# [Set exercise]
Extend the review of the Eighth Doctor audio box set, picking up after its last sentence.

Audio Well, that's much, much better. As you'll remember I wasn't monumentally impressed with DC2, describing it "as a group of episodes which exists because it's time for some more Eighth Doctor adventures, rather than because there are any especially interesting stories to tell". Although some of my criticisms of that previous installments still stand, especially in relation to how the companions fit within the overall superstructure of the series, this is a more entertaining set of episodes mostly because there's a greater sense of forward movement in terms of where the story arc is heading and also because River Song has effectively become a full time player bringing a whole different energy to events. Plus it's regained its sense of fun, helped immeasurably by the chemistry between the main cast. Eighth and River Song are a great fit, coming across more as equals than she ever did with Eleventh. But, and although it's true the opening installment assuages this slightly, I do wish we could return to the old four episode monthly installment structure for the Eighth Doctor last seen for the Mary Shelley stories. As was discovered in the BBC Eighth Doctor novels, having epic, universe saving adventures can become tiring after a while.
Arguably the highlight of the set largely because it sets aside galaxy destruction in favour of the Doctor investigating a problem on a small scale in the old style and has deepcut implications for his companions. As well as allowing us a window into Liv's past, there's also Helen catching up with herself which leads to the Doctor confirming my old theory about the Whoniverse that the Doctor and is companions can't change history if they're aware of the original outcome. If the Doctor had managed to stop Rose Tyler stumbling into her flat in Aliens of London he could have slipped back a year and have her visit her Mum before she was even reported missing. But as he explains, now that she's run headlong into her own future, those events are now set in stone. This fan of Koquillion is also especially appreciative of the ultimate explanation of why everything which looks strange is in fact exactly what it appears to be and not the red herring were clearly supposed to believe it is. One slight continuity question: the Doctor gifts his companions chip and pin debit cards in 1998 which seems extremely early and we know they're supposed to work because Helen uses hers for train travel.

# [Stored records]
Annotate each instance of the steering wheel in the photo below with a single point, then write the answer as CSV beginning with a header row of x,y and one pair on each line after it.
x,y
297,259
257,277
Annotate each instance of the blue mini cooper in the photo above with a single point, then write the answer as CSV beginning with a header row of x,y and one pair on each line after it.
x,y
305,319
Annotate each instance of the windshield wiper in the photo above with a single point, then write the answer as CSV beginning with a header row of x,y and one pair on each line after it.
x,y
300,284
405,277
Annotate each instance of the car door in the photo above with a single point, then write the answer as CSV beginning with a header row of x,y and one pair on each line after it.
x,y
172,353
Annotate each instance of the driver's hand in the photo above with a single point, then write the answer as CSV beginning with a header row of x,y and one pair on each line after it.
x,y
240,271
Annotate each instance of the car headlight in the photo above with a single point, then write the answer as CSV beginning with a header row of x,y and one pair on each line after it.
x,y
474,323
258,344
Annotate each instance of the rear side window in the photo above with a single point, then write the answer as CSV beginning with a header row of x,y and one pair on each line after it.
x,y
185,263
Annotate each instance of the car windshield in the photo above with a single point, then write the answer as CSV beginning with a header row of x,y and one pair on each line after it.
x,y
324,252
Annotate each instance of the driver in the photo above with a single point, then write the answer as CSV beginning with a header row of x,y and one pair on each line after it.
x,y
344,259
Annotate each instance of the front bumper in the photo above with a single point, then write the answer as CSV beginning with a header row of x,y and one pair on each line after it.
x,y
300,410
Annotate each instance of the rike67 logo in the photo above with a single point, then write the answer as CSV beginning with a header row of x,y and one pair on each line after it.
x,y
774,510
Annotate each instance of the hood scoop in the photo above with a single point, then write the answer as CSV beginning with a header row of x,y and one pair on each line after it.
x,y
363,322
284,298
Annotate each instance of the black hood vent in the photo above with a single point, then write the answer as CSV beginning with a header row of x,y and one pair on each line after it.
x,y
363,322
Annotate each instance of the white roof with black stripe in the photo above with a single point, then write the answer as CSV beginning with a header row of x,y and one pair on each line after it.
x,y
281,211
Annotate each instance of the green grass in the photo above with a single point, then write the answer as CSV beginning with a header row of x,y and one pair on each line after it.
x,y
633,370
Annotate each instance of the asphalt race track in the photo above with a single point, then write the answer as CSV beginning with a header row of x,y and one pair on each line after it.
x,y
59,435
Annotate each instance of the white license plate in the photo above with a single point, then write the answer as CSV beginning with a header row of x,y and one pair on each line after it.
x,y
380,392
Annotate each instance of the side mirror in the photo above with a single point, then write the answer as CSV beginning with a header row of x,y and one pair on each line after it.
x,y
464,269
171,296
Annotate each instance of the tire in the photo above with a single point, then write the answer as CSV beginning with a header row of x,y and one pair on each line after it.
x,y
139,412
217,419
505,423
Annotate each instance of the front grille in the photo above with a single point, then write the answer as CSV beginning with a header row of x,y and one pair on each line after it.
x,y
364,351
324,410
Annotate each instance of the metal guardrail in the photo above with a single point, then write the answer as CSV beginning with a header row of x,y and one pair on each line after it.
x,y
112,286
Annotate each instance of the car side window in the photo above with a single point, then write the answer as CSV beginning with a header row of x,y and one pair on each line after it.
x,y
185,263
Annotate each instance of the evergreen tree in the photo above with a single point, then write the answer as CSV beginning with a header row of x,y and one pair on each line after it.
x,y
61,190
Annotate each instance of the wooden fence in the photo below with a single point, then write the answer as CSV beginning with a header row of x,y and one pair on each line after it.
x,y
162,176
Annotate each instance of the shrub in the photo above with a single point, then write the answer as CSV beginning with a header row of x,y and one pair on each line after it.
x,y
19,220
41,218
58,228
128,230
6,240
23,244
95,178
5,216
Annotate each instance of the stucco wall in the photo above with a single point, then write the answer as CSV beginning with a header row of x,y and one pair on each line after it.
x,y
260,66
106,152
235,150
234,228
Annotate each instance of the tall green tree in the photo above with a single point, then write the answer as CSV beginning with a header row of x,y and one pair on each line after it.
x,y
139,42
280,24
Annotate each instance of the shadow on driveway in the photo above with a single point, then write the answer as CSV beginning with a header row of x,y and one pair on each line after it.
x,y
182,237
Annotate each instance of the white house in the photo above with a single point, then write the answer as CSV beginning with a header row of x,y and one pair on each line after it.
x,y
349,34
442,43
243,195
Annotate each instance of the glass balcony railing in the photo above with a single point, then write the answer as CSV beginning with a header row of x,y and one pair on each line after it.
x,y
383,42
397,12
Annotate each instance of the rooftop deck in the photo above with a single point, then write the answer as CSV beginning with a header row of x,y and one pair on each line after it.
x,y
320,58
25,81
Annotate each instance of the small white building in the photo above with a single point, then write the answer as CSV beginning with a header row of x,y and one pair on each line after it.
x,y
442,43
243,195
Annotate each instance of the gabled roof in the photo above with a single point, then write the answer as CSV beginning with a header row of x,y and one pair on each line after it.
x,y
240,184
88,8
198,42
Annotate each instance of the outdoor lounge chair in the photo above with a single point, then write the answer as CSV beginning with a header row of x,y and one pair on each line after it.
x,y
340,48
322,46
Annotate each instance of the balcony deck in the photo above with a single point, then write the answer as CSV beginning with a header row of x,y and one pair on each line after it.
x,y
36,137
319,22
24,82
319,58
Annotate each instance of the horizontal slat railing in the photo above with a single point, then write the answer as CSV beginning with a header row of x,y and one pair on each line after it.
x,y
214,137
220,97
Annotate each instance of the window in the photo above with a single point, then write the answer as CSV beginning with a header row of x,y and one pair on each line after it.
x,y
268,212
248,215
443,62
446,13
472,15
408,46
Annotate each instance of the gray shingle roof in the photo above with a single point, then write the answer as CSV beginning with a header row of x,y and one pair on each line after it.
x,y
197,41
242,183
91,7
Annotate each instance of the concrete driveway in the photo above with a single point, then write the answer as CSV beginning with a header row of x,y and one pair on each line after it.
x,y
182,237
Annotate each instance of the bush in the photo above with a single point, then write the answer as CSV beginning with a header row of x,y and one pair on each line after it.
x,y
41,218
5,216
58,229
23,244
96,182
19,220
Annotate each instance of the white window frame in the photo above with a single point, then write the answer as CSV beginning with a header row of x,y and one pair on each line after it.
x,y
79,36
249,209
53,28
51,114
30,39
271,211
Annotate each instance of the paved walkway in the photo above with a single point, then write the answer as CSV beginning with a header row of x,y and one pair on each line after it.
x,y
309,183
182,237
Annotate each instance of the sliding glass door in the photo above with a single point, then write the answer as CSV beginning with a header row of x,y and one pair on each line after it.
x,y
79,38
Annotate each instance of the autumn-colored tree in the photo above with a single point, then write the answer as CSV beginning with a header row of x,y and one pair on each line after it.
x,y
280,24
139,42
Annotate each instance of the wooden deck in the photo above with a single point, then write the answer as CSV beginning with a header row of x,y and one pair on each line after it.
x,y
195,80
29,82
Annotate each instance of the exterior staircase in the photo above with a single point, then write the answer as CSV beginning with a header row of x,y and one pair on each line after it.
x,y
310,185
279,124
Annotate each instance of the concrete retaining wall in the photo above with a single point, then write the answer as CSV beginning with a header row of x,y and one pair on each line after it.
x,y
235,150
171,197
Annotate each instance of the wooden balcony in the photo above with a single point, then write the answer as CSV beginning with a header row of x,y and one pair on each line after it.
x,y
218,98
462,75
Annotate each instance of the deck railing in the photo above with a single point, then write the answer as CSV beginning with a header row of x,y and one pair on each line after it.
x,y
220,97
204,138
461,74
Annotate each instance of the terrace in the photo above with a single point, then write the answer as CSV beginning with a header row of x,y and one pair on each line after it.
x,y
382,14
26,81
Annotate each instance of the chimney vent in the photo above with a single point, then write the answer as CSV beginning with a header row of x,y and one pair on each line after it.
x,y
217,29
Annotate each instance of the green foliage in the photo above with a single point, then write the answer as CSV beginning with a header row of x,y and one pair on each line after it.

# [Exercise answer]
The Eighth Piece
Ambitiously structured story redolent of some of the 90s novels from Virgin and the BBC in which Eighth utilises a very Seventh tactic for slightly more benign means in what's effectively a retelling of the Lost in Time episode of The Sarah Jane Adventures. Cross cutting between the eras is achieved with minimal fuss and it's never confusing, even if the ultimate reason for the mcguffin's existence never quite coalesces. Unlike the previous box, this Doctor is a much more active, investigatory figure who clearly has a lot of faith in his TARDIS to return and pick up his companions at the correct moments. Embedded in here is an utterly compelling performance from John Shrapnel as Thomas Cromwell, the cold, controlling and intellectually vital figure pictured in the Holbein paintings. Top marks to the producers for discovering a rational reason why the Doctor won't recognise River Song in the future and for keeping it just in character -- hopefully it'll be utilised in the upcoming second River Song boxed set so she can have whole conversations with Sixth and Seven as well.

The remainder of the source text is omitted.